_Stated goal a_. Decide whether each statement agrees with the Evil Dead 2 thread below: (i) Skyline969 rates the first film as the best of the three; (ii) cobleman was 10 when first watching it; (iii) user0002 calls the film watchable one time. For each, answer yes or no and quote the words from the thread that settle it.

————

# evil dead 2



## strawhat-san (Jan 31, 2010)

I just watched evil dead 2 and it kicked ass , so im just writing this now to see what other people think about it 

also as an extra question would you sacrifice your non-dominant hand if you could get a chainsaw as  replacement


----------



## Overlord Nadrian (Jan 31, 2010)

I loved the film 
	

	
	
		
		

		
			





I wouldn't sacrifice my hand though, a hand's more useful than a chainsaw, cos a hand can pick up a chainsaw, but can a chainsaw pick up a hand?



Spoiler



I think not. 
	

	
	
		
		

		
		
	


	






You _could_ use it for certain sexual activities though, but don't blame me if anything goes wrong


----------



## Blue Zoidberg (Feb 1, 2010)

You're just now seeing it?!
Quick, watch the other two, now!

Sam Raimi is one of my favorite directors ever



Spoiler








Groovy


----------



## Skyline969 (Feb 1, 2010)

Evil Dead 3 (The Army of Darkness) is a close second to Evil Dead 2, but the first one was kinda meh. Dead By Dawn (the 2nd one) is still the best though.

My favorite part's when Ash finally loses it and starts going insane with the stuff in the house. That deer head will forever stay in my head.


----------



## Man18 (Feb 1, 2010)

Hoverlord Nadrian said:
			
		

> I loved the film
> 
> 
> 
> ...


You should see the movie again, he HAD to do it, it was not a choice and it was just lucky he could use his chainsaw arm otherwise he would have been screwed.


----------



## user0002 (Feb 1, 2010)

I didn't like that much. It's watchable one time.


----------



## cobleman (Feb 1, 2010)

OMG i was 10 when i watched this for the 1st time on the old Sony Betamax scared the shit outta me and my cousins but being kids we still had to pause and watch in slow motion where the tree attacks the girl LMAO it just looked so painful. What i could never figure out was how they changed the origanal story each time they made a new film and recapped on the past
Lol that was the 1st movie the second wasnt untill 1987


----------



## Blue Zoidberg (Feb 1, 2010)

————

_Stated goal b_. Pick out every line of the records below that contains the string "foliage". Case counts.

_Dataset rows_.
————

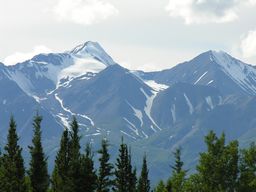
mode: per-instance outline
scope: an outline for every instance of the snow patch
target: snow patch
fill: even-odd
[[[244,91],[256,93],[256,69],[223,51],[212,51],[216,63],[223,72],[236,82]]]
[[[133,107],[128,101],[126,101],[128,105],[132,108],[134,115],[140,120],[140,126],[143,126],[143,114],[139,109]]]
[[[173,123],[176,123],[176,106],[174,104],[171,107],[171,113],[172,113]]]
[[[209,107],[211,108],[211,110],[213,110],[214,108],[214,105],[213,105],[213,102],[212,102],[212,98],[210,96],[206,97],[205,98],[207,104],[209,105]]]
[[[184,97],[185,97],[186,102],[187,102],[188,107],[189,107],[189,113],[190,113],[190,114],[193,114],[193,112],[194,112],[194,107],[193,107],[192,103],[190,102],[189,98],[187,97],[187,95],[186,95],[185,93],[184,93]]]
[[[151,87],[153,90],[159,92],[159,91],[163,91],[165,89],[168,89],[169,86],[165,85],[165,84],[160,84],[160,83],[157,83],[153,80],[149,80],[149,81],[145,81],[145,83]]]
[[[157,127],[159,130],[162,130],[157,124],[156,122],[154,121],[154,119],[152,118],[151,116],[151,109],[152,109],[152,105],[153,105],[153,102],[154,102],[154,99],[156,98],[157,96],[157,92],[156,91],[152,91],[152,95],[149,96],[144,90],[143,88],[140,88],[141,92],[145,95],[146,97],[146,105],[145,105],[145,108],[144,108],[144,111],[146,113],[146,115],[148,116],[148,118],[150,119],[150,121],[153,123],[153,125],[155,127]],[[152,127],[151,127],[152,128]]]
[[[208,71],[206,71],[203,75],[201,75],[196,82],[194,83],[194,85],[196,85],[206,74],[208,73]]]

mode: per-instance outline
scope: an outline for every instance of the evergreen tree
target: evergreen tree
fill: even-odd
[[[2,166],[2,160],[3,160],[3,157],[2,157],[2,152],[1,152],[1,149],[0,149],[0,191],[3,191],[4,188],[3,188],[3,166]]]
[[[167,182],[167,191],[184,191],[186,171],[183,169],[184,162],[181,160],[181,149],[177,148],[173,153],[175,164],[172,166],[172,176]]]
[[[150,181],[148,179],[148,167],[147,167],[147,158],[144,156],[142,170],[138,182],[138,189],[139,192],[149,192],[150,191]]]
[[[128,192],[136,191],[136,184],[137,184],[136,174],[137,174],[136,168],[133,169],[132,167],[132,152],[130,148],[128,152],[128,163],[127,163]]]
[[[52,189],[54,192],[69,192],[70,181],[68,177],[70,164],[70,138],[67,129],[64,130],[60,141],[60,149],[55,159],[52,175]]]
[[[183,169],[184,162],[181,161],[181,148],[177,148],[173,153],[175,158],[175,165],[172,166],[173,173],[180,173]]]
[[[70,140],[70,163],[69,179],[72,192],[82,192],[81,178],[81,153],[80,153],[80,136],[78,135],[79,126],[75,117],[71,122],[71,140]]]
[[[113,185],[113,181],[111,180],[113,175],[113,165],[109,162],[110,155],[108,153],[108,147],[108,141],[103,139],[101,142],[101,149],[98,151],[100,154],[100,167],[97,181],[97,192],[109,192]]]
[[[29,177],[32,192],[46,192],[49,186],[47,159],[41,143],[41,121],[42,117],[37,114],[33,121],[32,146],[29,146],[31,154]]]
[[[134,183],[135,173],[131,166],[131,156],[126,144],[122,143],[119,148],[119,156],[116,162],[115,181],[113,190],[116,192],[134,192],[136,183]]]
[[[86,145],[85,155],[82,156],[81,163],[82,191],[93,192],[97,188],[97,175],[94,170],[93,154],[90,144]]]
[[[14,118],[11,117],[7,144],[4,147],[4,156],[0,160],[1,191],[26,191],[24,160],[21,155],[22,148],[18,145],[18,140],[16,123]]]
[[[162,180],[158,183],[154,192],[168,192]]]
[[[197,166],[199,178],[203,181],[202,190],[235,191],[238,177],[238,142],[225,145],[225,135],[220,138],[211,131],[205,137],[207,152],[200,154]]]
[[[255,192],[256,190],[256,145],[252,143],[248,149],[241,151],[239,162],[239,192]]]

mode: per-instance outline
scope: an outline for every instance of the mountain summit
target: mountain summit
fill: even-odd
[[[83,144],[92,142],[96,149],[107,137],[115,153],[123,136],[135,159],[147,151],[156,180],[169,176],[170,151],[179,146],[193,167],[209,130],[242,145],[256,138],[256,69],[222,51],[147,73],[121,67],[89,41],[14,66],[0,64],[0,89],[0,139],[13,114],[26,148],[39,110],[53,160],[62,129],[76,116]]]

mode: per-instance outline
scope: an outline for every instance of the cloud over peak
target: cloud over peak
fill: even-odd
[[[256,30],[251,30],[244,36],[240,47],[245,58],[256,56]]]
[[[241,4],[256,0],[169,0],[166,7],[171,17],[181,17],[186,24],[225,23],[238,18]]]
[[[105,0],[58,0],[54,13],[61,21],[91,25],[118,14]]]

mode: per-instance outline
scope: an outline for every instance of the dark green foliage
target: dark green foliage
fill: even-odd
[[[110,163],[108,141],[103,140],[98,151],[98,176],[94,169],[93,153],[87,144],[85,153],[80,153],[79,127],[76,118],[71,131],[63,132],[60,149],[52,173],[49,189],[47,159],[41,143],[42,117],[34,117],[34,136],[29,147],[31,160],[28,176],[25,176],[22,149],[18,145],[16,123],[11,117],[7,144],[0,152],[0,192],[149,192],[147,159],[137,184],[136,169],[132,166],[131,150],[123,139],[116,160],[115,171]],[[256,192],[256,145],[238,151],[238,142],[225,144],[225,135],[217,137],[211,131],[205,137],[207,151],[199,156],[197,172],[187,176],[181,160],[181,149],[173,154],[175,163],[172,176],[165,184],[159,182],[155,192]],[[137,186],[137,187],[136,187]]]
[[[200,154],[198,174],[203,191],[235,191],[238,176],[238,142],[225,145],[225,135],[214,132],[205,137],[207,152]]]
[[[168,192],[166,189],[166,186],[163,182],[163,180],[161,180],[158,185],[156,186],[154,192]]]
[[[184,162],[181,161],[181,148],[177,148],[173,153],[175,158],[175,165],[172,166],[173,173],[180,173],[182,171]]]
[[[81,178],[81,153],[80,153],[80,136],[78,135],[79,127],[75,117],[71,123],[71,140],[70,140],[70,163],[69,179],[70,187],[73,192],[82,191]]]
[[[101,149],[98,151],[100,154],[100,167],[97,181],[97,192],[109,192],[113,185],[113,181],[111,179],[113,175],[113,165],[109,162],[110,155],[108,153],[108,147],[108,141],[103,139],[101,142]]]
[[[138,182],[137,191],[139,192],[149,192],[150,191],[150,181],[148,179],[148,167],[147,167],[147,158],[144,156],[142,170]]]
[[[172,166],[172,176],[167,182],[167,191],[184,191],[186,171],[183,169],[184,162],[181,160],[181,148],[177,148],[173,153],[175,164]]]
[[[82,191],[95,191],[97,188],[97,175],[94,170],[93,154],[89,144],[86,145],[85,155],[82,156],[81,171]]]
[[[37,114],[33,122],[34,136],[32,146],[29,146],[31,154],[29,177],[32,192],[46,192],[49,187],[47,159],[41,143],[41,121],[42,117]]]
[[[4,155],[0,159],[0,189],[6,192],[25,192],[25,168],[21,152],[18,145],[18,135],[16,133],[16,123],[11,117],[7,144],[4,147]]]
[[[239,162],[240,177],[237,191],[256,191],[256,145],[252,143],[248,149],[241,151]]]
[[[132,170],[131,155],[126,144],[122,143],[119,148],[119,156],[116,160],[114,191],[134,192],[136,191],[135,171]]]
[[[64,130],[60,142],[60,150],[55,159],[55,167],[52,175],[52,190],[54,192],[68,192],[70,189],[70,181],[68,177],[70,163],[70,139],[67,129]]]

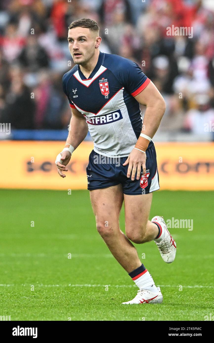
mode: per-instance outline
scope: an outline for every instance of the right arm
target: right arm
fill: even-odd
[[[85,138],[88,132],[88,125],[83,115],[76,108],[72,108],[72,117],[71,118],[69,125],[68,135],[66,143],[66,147],[69,147],[70,144],[76,149]],[[71,155],[68,151],[63,151],[60,154],[63,161],[61,164],[60,162],[57,162],[58,174],[61,177],[66,177],[62,172],[67,172],[68,169],[66,167],[71,159]]]

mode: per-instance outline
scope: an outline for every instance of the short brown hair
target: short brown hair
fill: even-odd
[[[92,31],[97,31],[99,33],[99,27],[95,20],[90,19],[88,18],[81,18],[72,22],[69,26],[68,29],[73,28],[74,27],[86,27],[89,28]]]

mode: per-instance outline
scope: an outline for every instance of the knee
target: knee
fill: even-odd
[[[145,230],[144,228],[141,228],[141,229],[139,230],[135,229],[131,232],[127,233],[127,236],[129,239],[136,244],[141,244],[147,241],[145,234],[146,227]]]
[[[102,223],[97,223],[97,230],[101,237],[105,240],[111,237],[113,234],[113,229],[111,226],[105,226]]]

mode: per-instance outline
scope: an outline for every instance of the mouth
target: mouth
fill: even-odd
[[[79,52],[74,52],[74,56],[75,56],[75,57],[79,57],[82,54],[80,54]]]

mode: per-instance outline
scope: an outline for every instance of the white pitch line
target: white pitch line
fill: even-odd
[[[0,284],[0,287],[9,287],[13,286],[20,286],[31,287],[32,285],[26,284],[22,284],[21,285],[7,284]],[[116,288],[125,288],[128,287],[131,288],[132,287],[136,287],[135,285],[94,285],[91,284],[69,284],[68,285],[46,285],[43,284],[36,284],[34,285],[35,287],[37,286],[39,287],[106,287],[108,286],[109,287],[115,287]],[[158,287],[169,287],[173,288],[178,288],[182,286],[183,288],[214,288],[214,286],[205,286],[203,285],[195,285],[193,286],[190,285],[157,285]]]

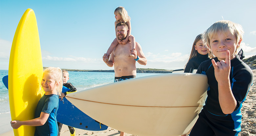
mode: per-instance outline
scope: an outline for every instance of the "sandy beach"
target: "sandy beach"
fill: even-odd
[[[242,114],[241,125],[242,130],[238,134],[239,136],[256,135],[256,69],[252,71],[253,72],[253,83],[250,89],[245,101],[243,103],[241,110]],[[75,130],[77,136],[119,136],[120,134],[119,131],[110,127],[106,130],[99,131],[92,131],[77,128]],[[2,136],[14,136],[12,130],[0,134],[0,135]],[[60,136],[70,135],[68,126],[63,124]],[[127,133],[125,133],[125,135],[135,136]]]

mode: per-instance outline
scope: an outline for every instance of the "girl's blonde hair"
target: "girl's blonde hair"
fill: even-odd
[[[60,95],[60,93],[62,90],[62,71],[58,67],[49,67],[44,70],[44,74],[47,73],[50,75],[54,80],[56,82],[58,85],[57,86],[56,91],[58,95]]]
[[[128,15],[128,13],[127,11],[124,9],[124,8],[122,7],[118,7],[116,8],[114,11],[115,14],[119,14],[121,15],[121,17],[123,19],[124,22],[126,22],[131,20],[131,18]],[[117,23],[120,22],[120,20],[117,20],[116,21]]]
[[[189,58],[188,59],[188,60],[187,63],[186,64],[186,65],[185,65],[185,67],[186,67],[186,66],[187,65],[188,61],[189,61],[189,60],[193,58],[196,57],[197,56],[197,51],[196,50],[196,49],[195,49],[195,45],[196,45],[197,42],[198,41],[203,39],[203,38],[202,36],[203,35],[202,34],[200,34],[197,36],[196,37],[196,39],[195,39],[195,41],[194,41],[194,43],[193,43],[193,45],[192,45],[192,49],[191,50],[191,53],[190,53],[190,55],[189,56]],[[208,47],[207,47],[208,48]],[[212,52],[211,50],[209,50],[209,51],[208,53],[208,57],[210,59],[212,59],[214,58],[214,56],[212,54]]]
[[[217,21],[212,24],[204,32],[203,36],[203,42],[204,44],[207,45],[210,48],[210,39],[217,35],[219,32],[223,33],[223,34],[226,36],[227,33],[229,32],[236,37],[237,40],[236,43],[240,43],[239,42],[243,39],[243,35],[244,33],[243,27],[241,25],[229,20],[221,20]],[[238,53],[237,49],[239,47],[239,46],[237,46],[237,47],[235,52],[236,55],[237,55]]]

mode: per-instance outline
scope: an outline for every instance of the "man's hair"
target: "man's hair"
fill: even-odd
[[[68,76],[69,76],[69,72],[66,70],[62,70],[62,74],[66,74],[68,75]]]
[[[127,27],[127,29],[128,29],[128,25],[127,25],[127,23],[126,22],[125,23],[123,22],[121,22],[117,23],[116,26],[116,28],[117,26],[125,26]]]
[[[229,20],[221,20],[215,22],[204,31],[203,35],[203,42],[204,44],[210,47],[210,39],[218,34],[219,32],[223,33],[226,35],[229,31],[236,37],[237,44],[243,39],[244,32],[241,25]],[[238,46],[237,50],[239,47],[239,46]],[[235,52],[237,54],[237,51],[236,50]]]

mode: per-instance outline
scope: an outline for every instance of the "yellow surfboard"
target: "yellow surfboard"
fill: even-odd
[[[28,9],[20,19],[11,46],[9,70],[12,120],[34,118],[37,102],[44,93],[41,86],[43,68],[36,19]],[[22,126],[14,135],[33,136],[35,127]]]

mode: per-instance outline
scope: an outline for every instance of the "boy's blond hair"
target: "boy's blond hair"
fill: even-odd
[[[62,70],[62,74],[66,74],[68,75],[68,77],[69,77],[69,72],[66,70]]]
[[[203,34],[203,42],[204,44],[207,45],[211,48],[210,40],[218,33],[221,32],[226,36],[228,31],[230,32],[234,35],[236,38],[236,43],[240,44],[241,41],[243,39],[244,32],[242,26],[238,24],[232,22],[229,20],[221,20],[214,23],[207,29]],[[239,46],[237,46],[235,54],[237,55],[237,49]]]

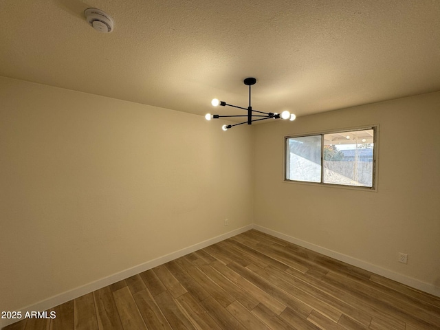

————

_Final answer a_.
(i) No: "but the first one was kinda meh. Dead By Dawn (the 2nd one) is still the best though."
(ii) Yes: "OMG i was 10 when i watched this for the 1st time on the old Sony Betamax"
(iii) Yes: "It's watchable one time."

_Final answer b_.
scope: an outline for every instance of the dark green foliage
target: dark green foliage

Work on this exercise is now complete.